_What is required:_
Rewrite all of the data below as a numbered list, one item per line, skipping any blank lines. Leave the pictures out of your answer.

_Provided material:_

>>

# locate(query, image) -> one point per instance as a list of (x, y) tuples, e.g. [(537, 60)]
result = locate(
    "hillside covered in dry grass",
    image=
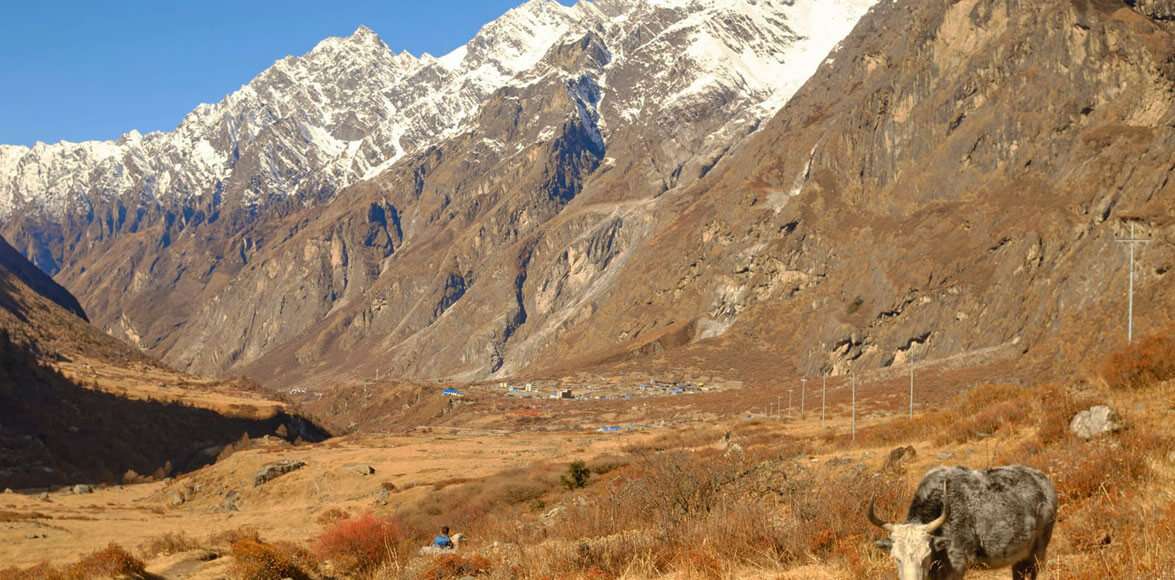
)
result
[(764, 498)]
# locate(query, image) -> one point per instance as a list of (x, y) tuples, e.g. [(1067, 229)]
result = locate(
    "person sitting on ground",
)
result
[(443, 541)]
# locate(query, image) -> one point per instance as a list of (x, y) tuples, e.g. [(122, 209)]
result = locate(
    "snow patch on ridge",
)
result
[(350, 108)]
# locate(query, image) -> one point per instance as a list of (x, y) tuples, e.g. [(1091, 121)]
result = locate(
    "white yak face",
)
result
[(911, 551)]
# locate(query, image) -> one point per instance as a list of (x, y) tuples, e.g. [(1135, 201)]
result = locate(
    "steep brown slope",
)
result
[(76, 405), (951, 181)]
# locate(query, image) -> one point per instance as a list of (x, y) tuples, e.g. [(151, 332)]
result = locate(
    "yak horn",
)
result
[(942, 518), (878, 521)]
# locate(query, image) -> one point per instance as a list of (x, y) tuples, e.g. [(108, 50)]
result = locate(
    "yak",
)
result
[(961, 519)]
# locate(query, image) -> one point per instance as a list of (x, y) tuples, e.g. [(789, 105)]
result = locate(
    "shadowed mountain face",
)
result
[(357, 211), (58, 429), (37, 280), (54, 431), (952, 182), (949, 183)]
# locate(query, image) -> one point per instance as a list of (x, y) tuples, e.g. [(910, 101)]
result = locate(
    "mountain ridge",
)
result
[(642, 96)]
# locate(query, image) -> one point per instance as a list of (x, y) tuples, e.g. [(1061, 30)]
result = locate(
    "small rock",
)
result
[(229, 504), (898, 458), (275, 470), (552, 514), (1095, 420)]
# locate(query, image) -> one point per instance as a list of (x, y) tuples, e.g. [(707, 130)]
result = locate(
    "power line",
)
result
[(1130, 242)]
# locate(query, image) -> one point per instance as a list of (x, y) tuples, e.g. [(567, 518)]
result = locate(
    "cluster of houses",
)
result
[(603, 392)]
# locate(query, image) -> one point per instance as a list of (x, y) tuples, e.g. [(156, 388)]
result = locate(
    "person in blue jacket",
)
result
[(442, 540)]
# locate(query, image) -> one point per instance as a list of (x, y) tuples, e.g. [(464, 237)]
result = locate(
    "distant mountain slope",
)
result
[(953, 180), (354, 211), (79, 406), (15, 264)]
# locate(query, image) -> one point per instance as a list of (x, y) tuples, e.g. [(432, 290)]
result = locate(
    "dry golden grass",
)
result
[(112, 561), (167, 544), (257, 560), (1143, 363)]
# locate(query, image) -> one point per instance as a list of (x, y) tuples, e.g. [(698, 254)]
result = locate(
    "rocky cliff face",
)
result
[(952, 181), (378, 213)]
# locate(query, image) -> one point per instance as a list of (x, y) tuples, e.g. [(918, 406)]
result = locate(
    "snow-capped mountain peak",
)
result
[(350, 107)]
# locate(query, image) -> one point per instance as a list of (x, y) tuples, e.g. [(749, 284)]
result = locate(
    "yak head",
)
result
[(912, 545)]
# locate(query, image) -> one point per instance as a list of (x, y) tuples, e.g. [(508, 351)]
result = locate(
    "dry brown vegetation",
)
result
[(687, 504), (113, 561)]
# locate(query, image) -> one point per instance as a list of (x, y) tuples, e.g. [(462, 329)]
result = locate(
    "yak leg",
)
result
[(1025, 570), (1029, 567), (945, 571)]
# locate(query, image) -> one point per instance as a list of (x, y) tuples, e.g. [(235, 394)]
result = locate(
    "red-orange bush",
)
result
[(361, 544), (1143, 363), (257, 560)]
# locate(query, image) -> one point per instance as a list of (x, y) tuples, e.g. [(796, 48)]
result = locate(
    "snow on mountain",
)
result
[(350, 107)]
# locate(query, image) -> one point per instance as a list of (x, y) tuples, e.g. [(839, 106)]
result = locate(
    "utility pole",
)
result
[(852, 384), (911, 388), (803, 395), (1129, 301), (824, 393)]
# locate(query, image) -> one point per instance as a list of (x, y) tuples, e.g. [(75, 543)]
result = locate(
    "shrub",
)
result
[(168, 544), (457, 566), (576, 477), (112, 561), (331, 516), (255, 559), (361, 544), (1143, 363)]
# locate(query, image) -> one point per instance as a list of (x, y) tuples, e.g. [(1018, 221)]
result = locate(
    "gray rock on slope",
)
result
[(276, 470), (1095, 420)]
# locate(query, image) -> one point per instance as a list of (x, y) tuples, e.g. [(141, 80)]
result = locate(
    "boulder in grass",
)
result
[(1095, 420), (276, 470)]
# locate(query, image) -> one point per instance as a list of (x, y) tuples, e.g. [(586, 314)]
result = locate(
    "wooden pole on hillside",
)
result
[(911, 388), (852, 424), (803, 395), (824, 393), (1129, 301)]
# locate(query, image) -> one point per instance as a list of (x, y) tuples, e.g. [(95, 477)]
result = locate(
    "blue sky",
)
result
[(81, 69)]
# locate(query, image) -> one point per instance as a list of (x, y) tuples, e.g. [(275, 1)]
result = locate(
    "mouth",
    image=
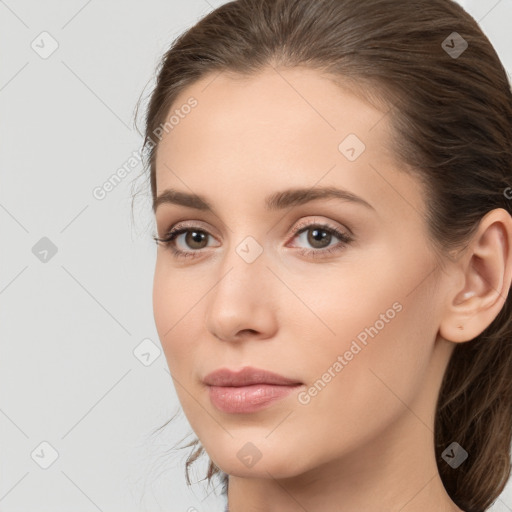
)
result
[(247, 390)]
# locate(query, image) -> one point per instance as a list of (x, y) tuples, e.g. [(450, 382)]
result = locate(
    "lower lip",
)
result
[(244, 399)]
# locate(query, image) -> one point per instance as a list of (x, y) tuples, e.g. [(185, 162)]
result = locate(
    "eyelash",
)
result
[(173, 233)]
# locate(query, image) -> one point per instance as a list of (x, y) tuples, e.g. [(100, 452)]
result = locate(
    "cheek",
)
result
[(174, 311)]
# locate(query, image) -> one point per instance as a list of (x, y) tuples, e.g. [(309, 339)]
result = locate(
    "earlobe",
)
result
[(486, 267)]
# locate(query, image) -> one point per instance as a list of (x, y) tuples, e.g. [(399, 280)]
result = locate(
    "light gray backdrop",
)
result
[(83, 381)]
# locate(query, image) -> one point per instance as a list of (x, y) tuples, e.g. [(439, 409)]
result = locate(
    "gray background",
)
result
[(74, 323)]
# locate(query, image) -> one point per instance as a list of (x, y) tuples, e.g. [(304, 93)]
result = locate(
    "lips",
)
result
[(248, 390), (247, 376)]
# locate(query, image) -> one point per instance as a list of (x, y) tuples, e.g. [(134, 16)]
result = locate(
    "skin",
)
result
[(365, 442)]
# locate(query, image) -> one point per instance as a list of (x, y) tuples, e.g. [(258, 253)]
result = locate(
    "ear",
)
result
[(485, 271)]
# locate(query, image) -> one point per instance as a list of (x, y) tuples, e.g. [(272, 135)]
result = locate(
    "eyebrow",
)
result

<<

_The solution:_
1. # locate(query, image) -> one point per instance as a list of (x, y) tuples, e.g. [(537, 60)]
2. result = locate(
3.     "hillside covered in dry grass",
4.     image=
5. )
6. result
7. [(764, 498)]
8. # locate(query, image) -> one point per instance as a list of (x, y) tuples, e.g. [(1067, 229)]
9. result = locate(
10.     "person sitting on ground",
11. )
12. result
13. [(443, 541)]
14. # locate(query, image) -> one point per instance as a list of (x, y) tuples, e.g. [(122, 209)]
15. result = locate(
16.     "snow patch on ridge",
17. )
18. result
19. [(350, 108)]
20. # locate(query, image) -> one point per instance as a list of (x, y) tuples, e.g. [(1091, 121)]
21. result = locate(
22.     "white yak face",
23. )
24. result
25. [(911, 551)]
26. # locate(query, image) -> one point per instance as a list of (x, y) tuples, e.g. [(1135, 201)]
27. result = locate(
28.     "steep brown slope",
29. )
30. result
31. [(76, 405), (951, 181)]
32. # locate(query, image) -> one point per instance as a list of (x, y) tuples, e.g. [(151, 332)]
33. result = locate(
34.     "yak horn",
35. )
36. result
37. [(942, 518), (878, 521)]
38. # locate(query, image) -> one point per instance as a list of (x, y) tuples, e.g. [(108, 50)]
39. result = locate(
40.     "yak",
41. )
42. result
43. [(961, 519)]
44. # locate(query, image) -> one point per instance as a list of (x, y) tuples, e.g. [(789, 105)]
45. result = locate(
46.     "shadowed mountain face",
47. )
48. result
49. [(357, 211), (58, 429), (37, 280), (54, 431), (952, 182), (949, 183)]
50. # locate(query, image) -> one point per instance as a list of (x, y) tuples, e.g. [(910, 101)]
51. result = locate(
52.     "mountain ridge",
53. )
54. result
55. [(642, 96)]
56. # locate(query, image) -> one point per instance as a list of (x, y) tuples, e.g. [(1061, 30)]
57. result = locate(
58.     "small rock",
59. )
60. result
61. [(229, 504), (898, 458), (275, 470), (552, 514), (1095, 420)]
62. # locate(query, image) -> one point per instance as a list of (x, y) tuples, e.g. [(707, 130)]
63. result = locate(
64.     "power line",
65. )
66. result
67. [(1130, 242)]
68. # locate(query, image) -> one point per instance as a list of (x, y) tuples, e.g. [(567, 518)]
69. result = locate(
70.     "cluster of houses",
71. )
72. result
73. [(603, 392)]
74. # locate(query, image) -> one point per instance as a list of (x, y) tuples, e.g. [(156, 388)]
75. result = locate(
76.     "person in blue jacket",
77. )
78. result
79. [(442, 540)]
80. # locate(query, image) -> one point per instance as a list of (x, y) tuples, e.g. [(464, 237)]
81. result = locate(
82.     "distant mountain slope",
83. )
84. result
85. [(953, 180), (354, 211), (79, 406), (15, 264)]
86. # locate(query, image) -> one point per instance as a list of (x, y) tuples, e.g. [(432, 290)]
87. result = locate(
88.     "dry golden grass",
89. )
90. result
91. [(112, 561), (167, 544), (257, 560), (1143, 363)]
92. # locate(query, image) -> one point per instance as a list of (x, y) tuples, e.g. [(698, 254)]
93. result = locate(
94.     "rocky cliff face",
95. )
96. result
97. [(952, 181), (378, 213)]
98. # locate(query, image) -> one point per instance as a list of (x, y) tuples, e.g. [(918, 406)]
99. result = locate(
100.     "snow-capped mountain peak",
101. )
102. result
103. [(350, 107)]
104. # locate(query, image) -> one point per instance as a list of (x, y) tuples, e.g. [(749, 284)]
105. result = locate(
106.     "yak head",
107. )
108. result
109. [(912, 545)]
110. # locate(query, image) -> one point per instance as a list of (x, y) tuples, e.g. [(508, 351)]
111. result = locate(
112.     "dry brown vegetation",
113. )
114. result
115. [(687, 504), (113, 561)]
116. # locate(query, image) -> one point per instance as a list of (x, y) tuples, e.g. [(462, 329)]
117. result = locate(
118.     "yak leg",
119. )
120. result
121. [(1025, 570), (1029, 567), (945, 571)]
122. # locate(query, image) -> one point per instance as a list of (x, y) tuples, e.g. [(235, 394)]
123. result = locate(
124.     "red-orange bush",
125. )
126. result
127. [(361, 544), (1143, 363), (257, 560)]
128. # locate(query, image) -> one point per instance as a list of (x, y) tuples, e.g. [(796, 48)]
129. result = locate(
130.     "snow on mountain",
131. )
132. result
133. [(350, 107)]
134. # locate(query, image) -> one point per instance as a list of (x, y) tuples, e.g. [(839, 106)]
135. result = locate(
136.     "utility pole",
137. )
138. result
139. [(852, 384), (911, 388), (803, 395), (1129, 301), (824, 393)]
140. # locate(query, image) -> one point per instance as a list of (x, y) tuples, e.g. [(75, 543)]
141. result = locate(
142.     "shrub",
143. )
144. result
145. [(168, 544), (457, 566), (576, 477), (112, 561), (331, 516), (255, 559), (361, 544), (1143, 363)]
146. # locate(query, image) -> one point per instance as a list of (x, y) tuples, e.g. [(1018, 221)]
147. result = locate(
148.     "gray rock on slope",
149. )
150. result
151. [(276, 470), (1095, 420)]
152. # locate(query, image) -> one point per instance as a list of (x, y) tuples, e.g. [(141, 80)]
153. result = locate(
154.     "boulder in grass",
155. )
156. result
157. [(1095, 420), (276, 470)]
158. # locate(query, image) -> one point per instance as a list of (x, y) tuples, e.g. [(586, 314)]
159. result = locate(
160.     "wooden pole on hillside",
161. )
162. result
163. [(911, 388), (852, 424), (803, 395), (824, 393), (1129, 301)]
164. # locate(query, image) -> one point per instance as a list of (x, y) tuples, e.g. [(95, 477)]
165. result = locate(
166.     "blue sky",
167. )
168. result
169. [(81, 69)]
170. # locate(query, image) -> one point per instance as a list of (x, y) tuples, e.g. [(275, 1)]
171. result = locate(
172.     "mouth",
173.     image=
174. )
175. result
176. [(247, 390)]
177. # locate(query, image) -> one point per instance as a list of (x, y) tuples, e.g. [(450, 382)]
178. result = locate(
179.     "lower lip",
180. )
181. result
182. [(244, 399)]
183. # locate(query, image) -> one point per instance as a list of (x, y) tuples, e.g. [(185, 162)]
184. result = locate(
185.     "eyelash",
186. )
187. result
188. [(173, 233)]
189. # locate(query, image) -> one point per instance as a list of (x, y) tuples, e.g. [(100, 452)]
190. result = locate(
191.     "cheek",
192. )
193. result
194. [(174, 311)]
195. # locate(query, image) -> one point per instance as a list of (x, y) tuples, e.g. [(309, 339)]
196. result = locate(
197.     "earlobe",
198. )
199. result
200. [(486, 267)]
201. # locate(query, image) -> one point per instance as a list of (x, y) tuples, e.g. [(399, 280)]
202. result = locate(
203.     "light gray backdrop",
204. )
205. result
206. [(83, 381)]
207. # locate(query, image) -> one point per instance as a list of (x, y) tuples, e.g. [(439, 409)]
208. result = locate(
209.     "gray background",
210. )
211. result
212. [(74, 323)]
213. # locate(query, image) -> one point per instance as a list of (x, y) tuples, e.g. [(304, 93)]
214. result = locate(
215.     "lips",
216. )
217. result
218. [(248, 390), (247, 376)]
219. # locate(query, image) -> one point per instance as a list of (x, y) tuples, e.g. [(134, 16)]
220. result = locate(
221.     "skin",
222. )
223. result
224. [(365, 442)]
225. # locate(query, image) -> one point per instance as a list of (x, y) tuples, e.g. [(258, 253)]
226. result = locate(
227.     "ear",
228. )
229. result
230. [(485, 271)]
231. # locate(query, image) -> one point per instance as a list of (x, y) tuples, e.g. [(272, 135)]
232. result = locate(
233.     "eyebrow",
234. )
235. result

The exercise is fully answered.